### TASK SET
1. Please update the insulin aspart premix study text starting at "All changes P<0.001." and ending at "(86.4% vs. 57.0%).", replacing "patients" with "participants".
2. In the insulin aspart premix study text, how many of the serious adverse events were judged severe?

### DOCUMENT SECTION
All changes P<0.001.

QoL, quality of life; VAS, visual analog scale.

Overall, across all regions, there were significant improvements at 24 weeks (P<0.001 for all changes at 24 weeks vs. baseline, respectively) in the proportion of patients who were not anxious or depressed (77.2% vs. 49.1%), had no problems with self-care (80.1% vs. 59.9%), had no problems performing usual activities (78.4% vs. 53.5%), had no pain or discomfort (74.4% vs. 45.9%), and had no problems walking about (86.4% vs. 57.0%).

Safety

Only 49 SAEs were reported by 40 of >27,000 patients in 28 countries during this study. Four events were judged mild, 14 moderate, and 31 severe. Six SAEs were assessed by investigators as probably (n=4) or possibly (n=2) related to the insulin aspart premix treatment, being hypoglycemic events. Two of these led to withdrawal from the study.

Discussion

These results (previously reported in abstract form¹⁵) are comparable to three other groups of data: the whole A₁chieve study including other insulin analogs, RCTs with analog premixes, and other observational studies. These results in insulin-naive people beginning insulin aspart premix are similar to those reported for all insulin analogs in the whole A₁chieve insulin-naive population and show the same clinically encouraging profile of marked improvements in BG control without any suggestion of a resulting problem from increased hypoglycemia (reportedly reduced for the most part) or of body weight gain.¹² Although, at first sight, this combination is surprising, the results suggest that, in people with poor glucose control, beginning an insulin analog is usually an opportunity for enhanced patient education and self-care. The improvements in average BG control as measured by HbA_1c are in the order of a 22% reduction in average glucose concentration or a 60% reduction in hyperglycemia exposure above the upper limit of normal of 6.0% units. This is explained by the changes in basal glucose levels (measured here as FPG) and proportionate (i.e., greater) reductions in postprandial levels, the latter in the current substudy appearing to be equivalent throughout the day.

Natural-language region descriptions
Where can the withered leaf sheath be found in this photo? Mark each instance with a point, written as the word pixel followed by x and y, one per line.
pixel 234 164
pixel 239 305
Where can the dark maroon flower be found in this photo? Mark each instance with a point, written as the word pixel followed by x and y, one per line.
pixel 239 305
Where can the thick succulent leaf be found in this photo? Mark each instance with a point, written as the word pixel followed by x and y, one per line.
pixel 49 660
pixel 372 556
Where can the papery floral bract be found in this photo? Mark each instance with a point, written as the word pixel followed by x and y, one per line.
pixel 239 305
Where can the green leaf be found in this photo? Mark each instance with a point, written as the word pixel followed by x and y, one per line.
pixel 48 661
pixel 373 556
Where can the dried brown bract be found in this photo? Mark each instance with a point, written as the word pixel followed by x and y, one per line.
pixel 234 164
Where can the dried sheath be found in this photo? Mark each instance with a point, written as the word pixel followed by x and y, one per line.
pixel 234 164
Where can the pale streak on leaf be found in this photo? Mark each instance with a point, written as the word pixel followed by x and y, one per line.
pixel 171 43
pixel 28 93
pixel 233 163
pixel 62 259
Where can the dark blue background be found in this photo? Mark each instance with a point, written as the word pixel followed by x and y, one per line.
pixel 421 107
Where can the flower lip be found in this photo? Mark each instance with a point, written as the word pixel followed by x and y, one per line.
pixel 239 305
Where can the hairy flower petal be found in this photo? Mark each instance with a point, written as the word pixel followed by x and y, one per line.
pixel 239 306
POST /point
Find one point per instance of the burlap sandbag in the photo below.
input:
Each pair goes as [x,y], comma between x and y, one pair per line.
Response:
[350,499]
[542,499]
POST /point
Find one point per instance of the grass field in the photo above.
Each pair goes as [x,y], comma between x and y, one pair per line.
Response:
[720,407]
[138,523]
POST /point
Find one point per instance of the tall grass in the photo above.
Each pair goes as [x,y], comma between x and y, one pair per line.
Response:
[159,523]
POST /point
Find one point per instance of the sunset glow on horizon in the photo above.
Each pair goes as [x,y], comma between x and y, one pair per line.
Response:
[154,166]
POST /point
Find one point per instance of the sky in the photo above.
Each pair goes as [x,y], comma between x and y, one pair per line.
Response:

### OUTPUTS FOR THE TASKS
1.
All changes P<0.001.

QoL, quality of life; VAS, visual analog scale.

Overall, across all regions, there were significant improvements at 24 weeks (P<0.001 for all changes at 24 weeks vs. baseline, respectively) in the proportion of participants who were not anxious or depressed (77.2% vs. 49.1%), had no problems with self-care (80.1% vs. 59.9%), had no problems performing usual activities (78.4% vs. 53.5%), had no pain or discomfort (74.4% vs. 45.9%), and had no problems walking about (86.4% vs. 57.0%).

2. 31